* What to do *
Could you set down the lines below, from the one containing "find the shoulder" through the final line, exactly as written?

________________________________________

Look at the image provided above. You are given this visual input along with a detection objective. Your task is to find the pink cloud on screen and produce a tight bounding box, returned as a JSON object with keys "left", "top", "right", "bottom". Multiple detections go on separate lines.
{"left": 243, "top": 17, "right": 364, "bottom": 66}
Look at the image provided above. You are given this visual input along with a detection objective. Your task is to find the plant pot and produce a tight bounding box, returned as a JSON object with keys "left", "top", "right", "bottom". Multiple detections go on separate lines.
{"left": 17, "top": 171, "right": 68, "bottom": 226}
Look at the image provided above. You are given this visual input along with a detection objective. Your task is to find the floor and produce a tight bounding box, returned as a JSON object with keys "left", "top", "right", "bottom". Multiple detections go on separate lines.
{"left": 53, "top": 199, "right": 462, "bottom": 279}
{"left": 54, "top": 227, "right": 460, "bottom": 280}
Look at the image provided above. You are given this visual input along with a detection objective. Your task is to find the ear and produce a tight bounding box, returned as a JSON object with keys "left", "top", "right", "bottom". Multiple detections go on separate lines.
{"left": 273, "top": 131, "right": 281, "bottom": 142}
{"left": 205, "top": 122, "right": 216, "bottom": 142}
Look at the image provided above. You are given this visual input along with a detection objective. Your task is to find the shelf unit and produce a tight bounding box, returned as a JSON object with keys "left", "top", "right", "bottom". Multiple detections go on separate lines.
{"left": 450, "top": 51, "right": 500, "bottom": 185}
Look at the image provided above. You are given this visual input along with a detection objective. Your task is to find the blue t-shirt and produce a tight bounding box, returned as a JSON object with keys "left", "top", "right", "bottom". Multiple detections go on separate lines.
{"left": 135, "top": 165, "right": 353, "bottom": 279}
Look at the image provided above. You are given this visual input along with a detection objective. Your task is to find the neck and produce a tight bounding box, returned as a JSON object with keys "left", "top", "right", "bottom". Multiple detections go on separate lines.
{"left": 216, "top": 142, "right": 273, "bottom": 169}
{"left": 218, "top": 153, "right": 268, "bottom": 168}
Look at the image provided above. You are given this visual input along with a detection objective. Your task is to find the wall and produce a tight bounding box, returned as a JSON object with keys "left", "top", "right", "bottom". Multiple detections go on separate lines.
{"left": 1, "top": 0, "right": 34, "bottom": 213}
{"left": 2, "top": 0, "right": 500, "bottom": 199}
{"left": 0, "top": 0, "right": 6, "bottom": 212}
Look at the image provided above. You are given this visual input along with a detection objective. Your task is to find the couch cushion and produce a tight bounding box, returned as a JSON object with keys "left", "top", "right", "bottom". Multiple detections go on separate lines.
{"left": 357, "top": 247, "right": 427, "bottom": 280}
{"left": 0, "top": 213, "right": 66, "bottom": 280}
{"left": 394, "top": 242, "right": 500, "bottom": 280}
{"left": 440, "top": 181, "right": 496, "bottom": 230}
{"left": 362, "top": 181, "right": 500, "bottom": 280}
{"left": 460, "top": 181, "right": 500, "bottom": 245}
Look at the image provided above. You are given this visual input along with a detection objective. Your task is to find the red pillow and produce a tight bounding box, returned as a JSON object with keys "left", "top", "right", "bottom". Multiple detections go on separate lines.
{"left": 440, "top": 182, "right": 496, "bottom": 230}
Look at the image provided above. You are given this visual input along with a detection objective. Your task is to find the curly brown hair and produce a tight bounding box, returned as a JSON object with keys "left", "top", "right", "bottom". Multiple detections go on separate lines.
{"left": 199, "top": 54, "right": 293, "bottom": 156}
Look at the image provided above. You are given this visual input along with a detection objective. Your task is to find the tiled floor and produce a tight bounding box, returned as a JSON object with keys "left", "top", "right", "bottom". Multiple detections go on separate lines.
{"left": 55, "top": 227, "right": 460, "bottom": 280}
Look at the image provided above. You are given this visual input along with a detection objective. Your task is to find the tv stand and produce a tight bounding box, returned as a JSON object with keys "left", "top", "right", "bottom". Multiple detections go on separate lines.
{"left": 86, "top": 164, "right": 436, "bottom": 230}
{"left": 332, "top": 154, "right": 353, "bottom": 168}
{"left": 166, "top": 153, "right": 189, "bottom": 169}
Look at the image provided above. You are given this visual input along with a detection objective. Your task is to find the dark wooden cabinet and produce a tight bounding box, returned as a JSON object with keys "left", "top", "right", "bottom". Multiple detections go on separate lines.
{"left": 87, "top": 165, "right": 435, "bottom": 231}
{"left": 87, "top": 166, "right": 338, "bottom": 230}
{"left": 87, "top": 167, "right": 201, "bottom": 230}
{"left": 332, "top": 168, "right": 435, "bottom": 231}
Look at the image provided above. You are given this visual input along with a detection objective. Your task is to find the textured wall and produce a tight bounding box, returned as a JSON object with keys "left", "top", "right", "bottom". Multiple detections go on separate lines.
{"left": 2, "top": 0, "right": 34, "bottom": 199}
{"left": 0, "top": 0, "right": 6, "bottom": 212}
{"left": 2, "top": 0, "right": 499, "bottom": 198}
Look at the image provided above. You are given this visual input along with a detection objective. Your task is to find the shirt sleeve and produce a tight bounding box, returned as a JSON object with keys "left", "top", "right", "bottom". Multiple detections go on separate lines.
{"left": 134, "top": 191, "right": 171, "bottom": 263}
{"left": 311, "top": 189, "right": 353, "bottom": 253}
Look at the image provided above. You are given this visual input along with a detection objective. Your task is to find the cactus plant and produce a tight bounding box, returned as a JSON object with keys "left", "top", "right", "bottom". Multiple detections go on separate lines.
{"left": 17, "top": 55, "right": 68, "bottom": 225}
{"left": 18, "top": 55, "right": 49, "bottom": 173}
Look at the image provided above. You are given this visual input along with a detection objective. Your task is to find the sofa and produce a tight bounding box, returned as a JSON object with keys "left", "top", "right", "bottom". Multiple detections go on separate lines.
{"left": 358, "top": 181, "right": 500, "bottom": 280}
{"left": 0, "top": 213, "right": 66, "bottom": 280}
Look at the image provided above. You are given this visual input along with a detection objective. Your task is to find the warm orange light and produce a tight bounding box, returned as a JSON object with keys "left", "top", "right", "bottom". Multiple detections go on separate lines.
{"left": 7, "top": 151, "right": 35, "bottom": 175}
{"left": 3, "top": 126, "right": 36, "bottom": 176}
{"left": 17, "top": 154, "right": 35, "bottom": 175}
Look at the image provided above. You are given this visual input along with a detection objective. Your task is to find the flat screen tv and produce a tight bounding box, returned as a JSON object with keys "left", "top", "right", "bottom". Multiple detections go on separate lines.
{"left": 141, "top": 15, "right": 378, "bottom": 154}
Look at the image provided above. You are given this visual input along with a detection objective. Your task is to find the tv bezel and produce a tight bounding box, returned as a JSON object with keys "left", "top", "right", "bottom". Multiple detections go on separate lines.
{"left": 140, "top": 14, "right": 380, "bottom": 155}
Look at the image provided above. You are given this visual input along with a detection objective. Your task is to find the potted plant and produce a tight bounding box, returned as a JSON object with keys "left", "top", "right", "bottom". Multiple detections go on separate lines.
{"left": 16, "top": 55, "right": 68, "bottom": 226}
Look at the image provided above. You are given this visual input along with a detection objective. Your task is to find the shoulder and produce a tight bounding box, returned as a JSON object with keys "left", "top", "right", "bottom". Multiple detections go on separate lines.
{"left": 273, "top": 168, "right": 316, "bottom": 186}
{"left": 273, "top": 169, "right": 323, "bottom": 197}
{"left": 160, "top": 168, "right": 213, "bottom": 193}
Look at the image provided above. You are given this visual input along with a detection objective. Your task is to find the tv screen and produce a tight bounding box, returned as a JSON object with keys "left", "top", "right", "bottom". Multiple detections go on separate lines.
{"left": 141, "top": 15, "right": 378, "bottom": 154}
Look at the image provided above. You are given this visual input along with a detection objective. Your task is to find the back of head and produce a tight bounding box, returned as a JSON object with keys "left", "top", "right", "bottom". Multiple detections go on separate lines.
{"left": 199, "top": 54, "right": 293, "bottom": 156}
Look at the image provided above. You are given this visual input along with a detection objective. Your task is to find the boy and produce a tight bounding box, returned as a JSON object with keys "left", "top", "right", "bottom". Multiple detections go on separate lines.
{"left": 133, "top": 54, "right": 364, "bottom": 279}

________________________________________

* Result below *
Look at the image provided above. You are given this visual input along with a detection objective. Your task is to find the shoulder and produce a tight bounding box, returned as a JSON object with keys "left", "top", "right", "bottom". Multiple detections go on separate lines.
{"left": 273, "top": 168, "right": 316, "bottom": 186}
{"left": 273, "top": 169, "right": 323, "bottom": 197}
{"left": 160, "top": 168, "right": 213, "bottom": 193}
Look at the image provided above. You are given this visual input along with a detection objective. Your task is to find the tv screen and produce a tight bounding box, returned as a JSON object with keys "left", "top", "right", "bottom". Multiple detections go on separate lines.
{"left": 141, "top": 15, "right": 378, "bottom": 154}
Look at the image provided above. You are given this visual input along with a detection objective. Your task is to find the back of head and produce a tight bounding box, returned as a JSON object with keys "left", "top", "right", "bottom". Multiple detections go on separate lines.
{"left": 199, "top": 54, "right": 293, "bottom": 156}
Look at the image provided above. You are given this visual input along with a detection objective. Your task is to find the boy and produce a tight bounding box, returned as a JSON object with keys "left", "top", "right", "bottom". Multiple detections go on separate lines.
{"left": 133, "top": 54, "right": 364, "bottom": 279}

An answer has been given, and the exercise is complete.